**QUESTIONS TO ANSWER**:
[1] Set down the part of the organoids article between "Organoids represent significant" and "to different treatments.", inclusive.
[2] Answer these questions using the organoids article:
(a) According to the article, what is the majority of research leading to medical breakthroughs conducted on?
(b) What shape do intestinal organoids form?
(c) What kind of stem cells were organoids first grown from?

**SOURCE PASSAGE**:
Organoids: The Frontier of Personalized Medicine
Posted By admin / 26th Jan, 2018
The majority of research leading to medical breakthroughs is conducted using either animal tissues or cancer cells. The trouble with animal tissue is that it does not necessarily respond in the same way as human tissue. Both animal tissue and cancer cells pose challenges in that they do not necessarily behave in a laboratory environment in the same way they do outside of it (in an animal or human body.)
The ultimate aim of medical research is to sufficiently understand the human body as a whole in order to discover and invent medical solutions to biological problems, but ethical constraints make it impossible to experiment on the body as a whole, necessitating the substitution of animal tissues or cancer cells.
In other words, there is an enormous gap between what can ethically be experimented on (a tissue or cell sample) and what this tissue or cell sample is trying to yield information about (the body as an integrated whole, or at the very least, a particular organ or system within it).
This gap is not simply quantitative but qualitative. That is, not only is the gap one of literal size (between a tissue sample and an actual organ), but more importantly and dauntingly, one of kind. This is because traditional tissue and cell samples as cultured in a laboratory are simply a layer of biological material that bears no resemblance to the three-dimensional structure of the organs of an animal or human being.
But now that researchers have learned to grow organoids, this gap is beginning to be closed.
Organoids, as their very name suggests, are organ-like clusters of cells that resemble actual organs (like the heart or lungs) in their three-dimensional structure. For example, intestinal organoids form a ball with a hollow center that “erupts” in multiple nodes that form tubule extensions.
Organoids are grown from stem cells, an achievement only made possible by the discovery of the specific conditions necessary for sustaining stem cells outside the body. Organoids were first grown from intestinal stem cells but have since been grown from liver stem cells, brain stem cells, and even breast stem cells.
Organoids represent significant research advantages in that they contain a much greater diversity of cells than traditional cell cultures in which every cell is the same. This allows researchers to discern the relationship between different kinds of cells under different conditions, to detect potential pathways of infection (depending on which cells are vulnerable to the introduction of pathogens), and to track the response (or lack thereof) of different cells to different treatments.

**MATERIAL PROVIDED**:
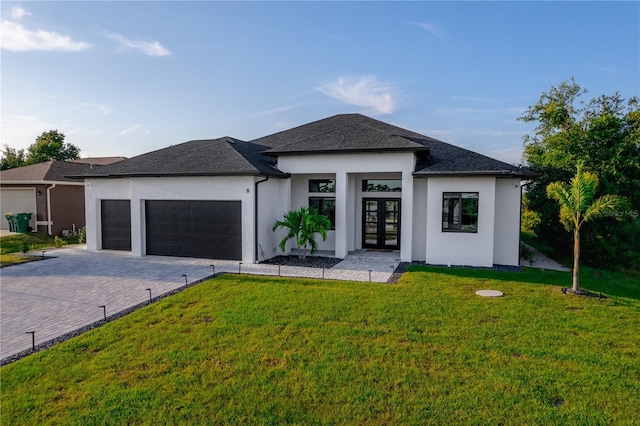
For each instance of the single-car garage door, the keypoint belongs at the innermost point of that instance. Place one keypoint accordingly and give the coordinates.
(206, 229)
(115, 217)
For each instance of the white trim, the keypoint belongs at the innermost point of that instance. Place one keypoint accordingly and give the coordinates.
(41, 182)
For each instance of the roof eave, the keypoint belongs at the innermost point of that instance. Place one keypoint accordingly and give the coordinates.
(185, 174)
(494, 173)
(276, 153)
(41, 182)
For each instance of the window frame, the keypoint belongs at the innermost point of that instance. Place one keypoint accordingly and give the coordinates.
(365, 186)
(458, 216)
(329, 186)
(321, 208)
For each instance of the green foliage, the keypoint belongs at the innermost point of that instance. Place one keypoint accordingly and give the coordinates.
(51, 146)
(529, 219)
(303, 225)
(604, 133)
(82, 238)
(578, 205)
(48, 146)
(269, 350)
(59, 242)
(12, 158)
(35, 240)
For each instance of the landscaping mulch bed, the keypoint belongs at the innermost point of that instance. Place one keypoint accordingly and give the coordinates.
(307, 262)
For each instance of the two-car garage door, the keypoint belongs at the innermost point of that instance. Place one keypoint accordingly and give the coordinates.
(208, 229)
(186, 228)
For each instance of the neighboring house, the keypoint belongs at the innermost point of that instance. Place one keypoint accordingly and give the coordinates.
(384, 188)
(55, 201)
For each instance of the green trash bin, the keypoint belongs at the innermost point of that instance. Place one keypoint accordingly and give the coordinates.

**ANSWERS FOR EACH ITEM**:
[1]
Organoids represent significant research advantages in that they contain a much greater diversity of cells than traditional cell cultures in which every cell is the same. This allows researchers to discern the relationship between different kinds of cells under different conditions, to detect potential pathways of infection (depending on which cells are vulnerable to the introduction of pathogens), and to track the response (or lack thereof) of different cells to different treatments.

[2]
(a) Either animal tissues or cancer cells.
(b) A ball with a hollow center that "erupts" in multiple nodes that form tubule extensions.
(c) Intestinal stem cells.